Prompt →
Count the lines in the entries that contain the string "stanchion", treating case as significant, and reply with only that number.

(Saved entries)

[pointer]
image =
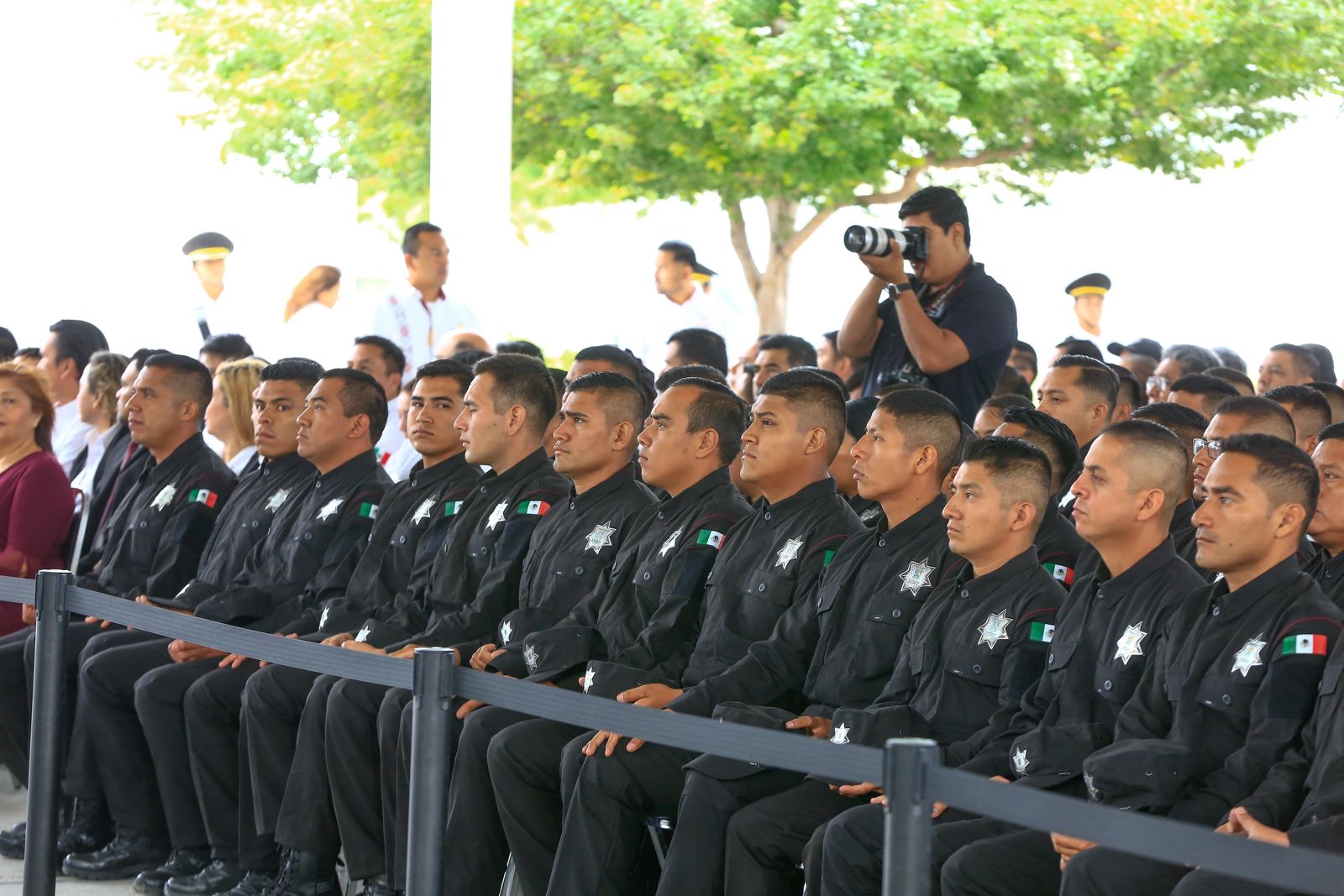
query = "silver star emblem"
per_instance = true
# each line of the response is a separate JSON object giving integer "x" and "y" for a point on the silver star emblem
{"x": 669, "y": 544}
{"x": 1131, "y": 644}
{"x": 995, "y": 629}
{"x": 790, "y": 553}
{"x": 1249, "y": 656}
{"x": 600, "y": 537}
{"x": 423, "y": 511}
{"x": 916, "y": 577}
{"x": 165, "y": 497}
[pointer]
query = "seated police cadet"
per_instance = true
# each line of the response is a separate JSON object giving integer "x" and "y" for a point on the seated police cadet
{"x": 768, "y": 562}
{"x": 338, "y": 426}
{"x": 1058, "y": 544}
{"x": 507, "y": 777}
{"x": 1104, "y": 638}
{"x": 400, "y": 555}
{"x": 827, "y": 653}
{"x": 367, "y": 577}
{"x": 1227, "y": 689}
{"x": 230, "y": 553}
{"x": 952, "y": 329}
{"x": 570, "y": 551}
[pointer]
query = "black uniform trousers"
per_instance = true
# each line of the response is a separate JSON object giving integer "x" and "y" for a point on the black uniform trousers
{"x": 219, "y": 768}
{"x": 844, "y": 856}
{"x": 766, "y": 840}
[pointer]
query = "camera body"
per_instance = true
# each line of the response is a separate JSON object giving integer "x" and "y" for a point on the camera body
{"x": 862, "y": 239}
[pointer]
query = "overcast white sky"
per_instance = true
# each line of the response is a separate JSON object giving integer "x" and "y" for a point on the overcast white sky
{"x": 102, "y": 186}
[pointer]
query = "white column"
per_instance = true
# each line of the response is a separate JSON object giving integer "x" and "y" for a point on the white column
{"x": 470, "y": 150}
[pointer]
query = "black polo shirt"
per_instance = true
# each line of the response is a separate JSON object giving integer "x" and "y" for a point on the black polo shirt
{"x": 980, "y": 312}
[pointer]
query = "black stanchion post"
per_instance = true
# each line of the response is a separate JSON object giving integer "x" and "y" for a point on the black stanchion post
{"x": 907, "y": 840}
{"x": 45, "y": 762}
{"x": 430, "y": 731}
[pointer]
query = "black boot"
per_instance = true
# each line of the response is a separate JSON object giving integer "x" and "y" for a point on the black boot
{"x": 181, "y": 862}
{"x": 306, "y": 875}
{"x": 89, "y": 829}
{"x": 218, "y": 876}
{"x": 123, "y": 857}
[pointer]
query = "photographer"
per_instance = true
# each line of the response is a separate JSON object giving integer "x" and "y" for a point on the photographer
{"x": 949, "y": 328}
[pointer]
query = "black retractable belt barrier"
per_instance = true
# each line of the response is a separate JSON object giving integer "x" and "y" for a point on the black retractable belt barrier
{"x": 907, "y": 770}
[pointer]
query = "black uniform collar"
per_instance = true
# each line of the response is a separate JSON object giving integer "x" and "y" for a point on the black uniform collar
{"x": 491, "y": 483}
{"x": 1236, "y": 602}
{"x": 691, "y": 496}
{"x": 980, "y": 586}
{"x": 773, "y": 513}
{"x": 423, "y": 477}
{"x": 900, "y": 537}
{"x": 602, "y": 490}
{"x": 1109, "y": 589}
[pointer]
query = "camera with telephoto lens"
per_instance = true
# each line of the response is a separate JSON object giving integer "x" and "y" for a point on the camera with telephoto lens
{"x": 913, "y": 242}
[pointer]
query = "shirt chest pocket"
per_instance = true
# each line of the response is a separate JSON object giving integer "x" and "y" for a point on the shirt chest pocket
{"x": 1227, "y": 694}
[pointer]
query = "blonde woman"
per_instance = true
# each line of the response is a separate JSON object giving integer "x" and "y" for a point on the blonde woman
{"x": 228, "y": 412}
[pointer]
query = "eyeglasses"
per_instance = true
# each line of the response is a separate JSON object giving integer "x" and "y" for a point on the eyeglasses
{"x": 1213, "y": 446}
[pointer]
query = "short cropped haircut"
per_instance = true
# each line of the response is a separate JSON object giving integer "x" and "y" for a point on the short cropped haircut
{"x": 620, "y": 399}
{"x": 719, "y": 409}
{"x": 800, "y": 351}
{"x": 360, "y": 394}
{"x": 1055, "y": 439}
{"x": 519, "y": 347}
{"x": 187, "y": 378}
{"x": 1095, "y": 378}
{"x": 517, "y": 379}
{"x": 1284, "y": 470}
{"x": 699, "y": 345}
{"x": 1081, "y": 347}
{"x": 230, "y": 347}
{"x": 942, "y": 204}
{"x": 410, "y": 239}
{"x": 78, "y": 340}
{"x": 925, "y": 417}
{"x": 447, "y": 369}
{"x": 1308, "y": 407}
{"x": 1018, "y": 468}
{"x": 1263, "y": 416}
{"x": 1153, "y": 458}
{"x": 1193, "y": 359}
{"x": 1304, "y": 360}
{"x": 674, "y": 374}
{"x": 1189, "y": 425}
{"x": 394, "y": 359}
{"x": 816, "y": 401}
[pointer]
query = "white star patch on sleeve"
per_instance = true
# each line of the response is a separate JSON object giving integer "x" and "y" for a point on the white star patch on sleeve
{"x": 995, "y": 629}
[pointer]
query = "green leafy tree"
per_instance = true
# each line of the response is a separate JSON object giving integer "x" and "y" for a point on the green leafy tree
{"x": 811, "y": 107}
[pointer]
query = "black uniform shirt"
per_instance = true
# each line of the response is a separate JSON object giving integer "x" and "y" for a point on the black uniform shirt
{"x": 158, "y": 533}
{"x": 1231, "y": 683}
{"x": 974, "y": 647}
{"x": 839, "y": 647}
{"x": 1105, "y": 637}
{"x": 307, "y": 546}
{"x": 371, "y": 577}
{"x": 571, "y": 547}
{"x": 244, "y": 524}
{"x": 769, "y": 560}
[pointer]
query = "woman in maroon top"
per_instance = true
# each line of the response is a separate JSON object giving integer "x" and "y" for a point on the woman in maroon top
{"x": 35, "y": 499}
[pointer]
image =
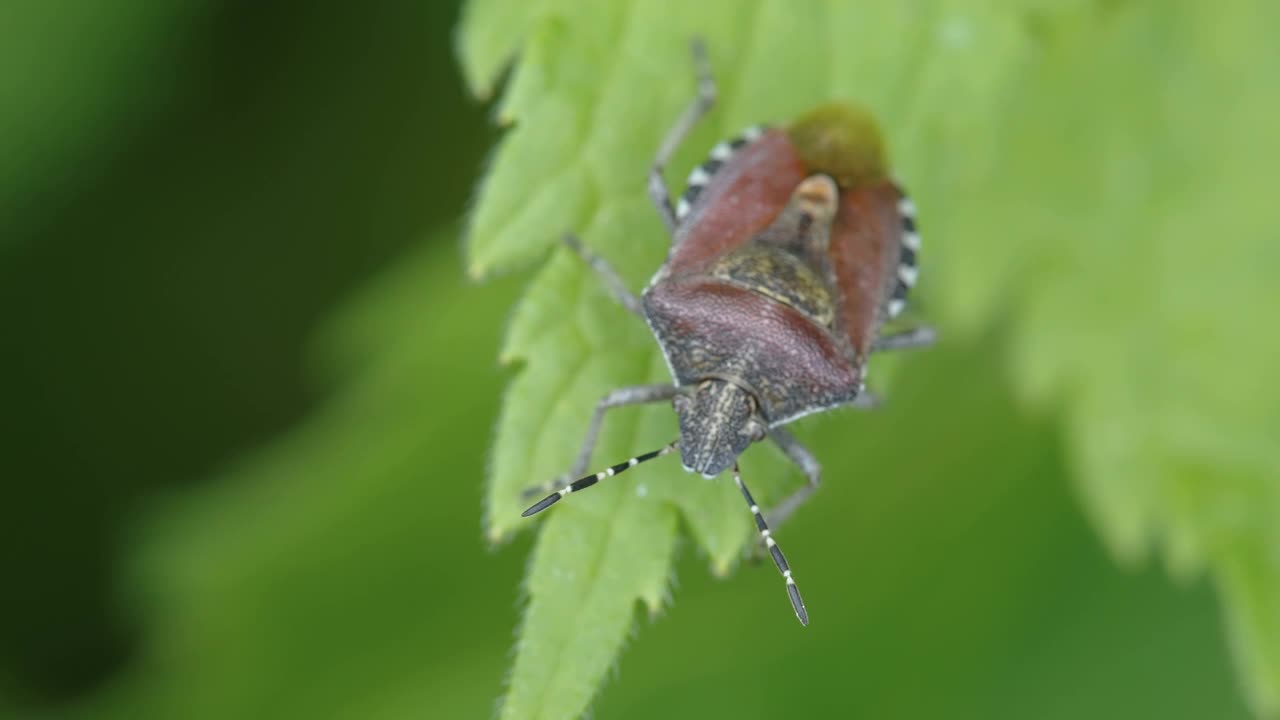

Exercise solution →
2